Jobs>
[1] In the table of the ggplot2 thread below, list each distinct COD_REG value.
[2] Copy, word for word, the part of the ggplot2 thread below that opens with the words containing "it colors all" and closes with "can I solve?".

How to subset with ggplot2 without removing the shapes? - r

Hy guys, I'm working with ggplot2 and creating a geographic representation of my country. This is the dataset and the script I'm using ( prov2022 is the shapefile for the map)
#database
COD_REG COD_PROV Wage
1 91 530
1 92 520
1 93 410
2 97 300
2 98 205
2 99 501
13 102 700
13 103 800
13 159 900
18 162 740
18 123 590
18 119 420
19 162 340
19 123 290
19 119 120
#script
right_join(prov2022, database, by = "COD_PROV") %>%
ggplot(aes(fill = `Wage`))+
geom_sf(data = ~ subset(., `Wage` > 300 & `Wage` <= 800)) +
theme_void() +
theme(legend.title=element_blank())+
scale_fill_gradientn(colors = c( 'white', 'yellow' , 'red', 'black')) +
geom_blank()
It works fine, but I'm insterested in visualizing also the shapes of the areas that I've exclude with the command subset. My purpose was to fill with the color gradient only the regions with Wage > 300 & Wage <= 800, but setting geom_sf(data = ~ subset(., Wage > 300 & Wage <= 800)) I have removed completely the ones that do not satisfy this condition from my map. Actually, I need to have them in the output but whitout being filled (just their shapes).
How do I solve?
UPDATE ABOUT SCRIPT
This is what I'm using after #r2evans' suggestion
right_join(prov2022, database, by = "COD_PROV") %>%
ggplot(aes(fill = `Importo medio mensile`))+
geom_sf(data = ~ transform(., `Importo medio mensile` = ifelse(`Importo medio mensile` > 1500 & `Importo medio mensile` <= 1700, `Importo medio mensile`[NA], `Importo medio mensile`))) +
theme_void() +
theme(legend.title=element_blank())+
scale_fill_gradientn(colors = c( 'white', 'yellow', 'red', 'black'), na.value = "#00000000") +
geom_blank()
but the answer is
Error in FUN(X[[i]], ...) : object 'Importo medio mensile' not found
UPDATE PART 2
If I want to fill using another variable Salario reale, but I want to maintaining the selection of the areas done with the values of the previous variable Importo medio mensile, what should I do?
Substituting only the fill variable doesn't work
right_join(prov2022, database, by = "COD_PROV") %>%
ggplot(aes(fill = `Salario Reale`))+
geom_sf(data = ~ dplyr::mutate(., `Importo medio mensile` = ifelse(`Importo medio mensile` > 1500 & `Importo medio mensile` <= 1700, `Importo medio mensile`, `Importo medio mensile`[NA]))) +
theme_void() +
theme(legend.title=element_blank())+
scale_fill_gradientn(colors = c( 'white', 'yellow', 'red', 'black'), na.value = "#00000000") +
geom_blank()
it colors all the regions of my country as if the subset that I want to maintain (the one with the variable Importo medio mensile) weren't there. How can I solve?

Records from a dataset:
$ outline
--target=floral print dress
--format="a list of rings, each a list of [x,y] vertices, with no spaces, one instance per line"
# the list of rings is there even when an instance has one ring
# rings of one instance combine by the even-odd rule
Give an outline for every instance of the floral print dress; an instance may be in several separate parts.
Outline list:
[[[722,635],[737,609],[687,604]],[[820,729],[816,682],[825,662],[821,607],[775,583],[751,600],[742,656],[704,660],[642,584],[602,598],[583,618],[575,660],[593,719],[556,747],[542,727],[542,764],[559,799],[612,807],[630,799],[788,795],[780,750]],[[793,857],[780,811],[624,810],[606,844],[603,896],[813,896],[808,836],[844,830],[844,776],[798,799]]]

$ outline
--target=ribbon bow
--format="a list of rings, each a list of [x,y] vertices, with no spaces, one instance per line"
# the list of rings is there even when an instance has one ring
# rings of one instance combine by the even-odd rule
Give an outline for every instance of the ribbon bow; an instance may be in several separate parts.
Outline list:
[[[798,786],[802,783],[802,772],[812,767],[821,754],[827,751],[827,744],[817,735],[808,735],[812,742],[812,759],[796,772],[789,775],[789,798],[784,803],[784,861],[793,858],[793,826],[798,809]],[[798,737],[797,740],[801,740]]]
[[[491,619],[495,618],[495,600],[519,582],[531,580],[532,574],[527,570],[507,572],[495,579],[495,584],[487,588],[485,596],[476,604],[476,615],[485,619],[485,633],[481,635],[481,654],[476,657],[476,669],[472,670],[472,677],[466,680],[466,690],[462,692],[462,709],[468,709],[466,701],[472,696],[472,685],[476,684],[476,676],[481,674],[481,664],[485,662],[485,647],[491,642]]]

Written answers>
[1] 1, 2, 13, 18, 19

[2]
it colors all the regions of my country as if the subset that I want to maintain (the one with the variable Importo medio mensile) weren't there. How can I solve?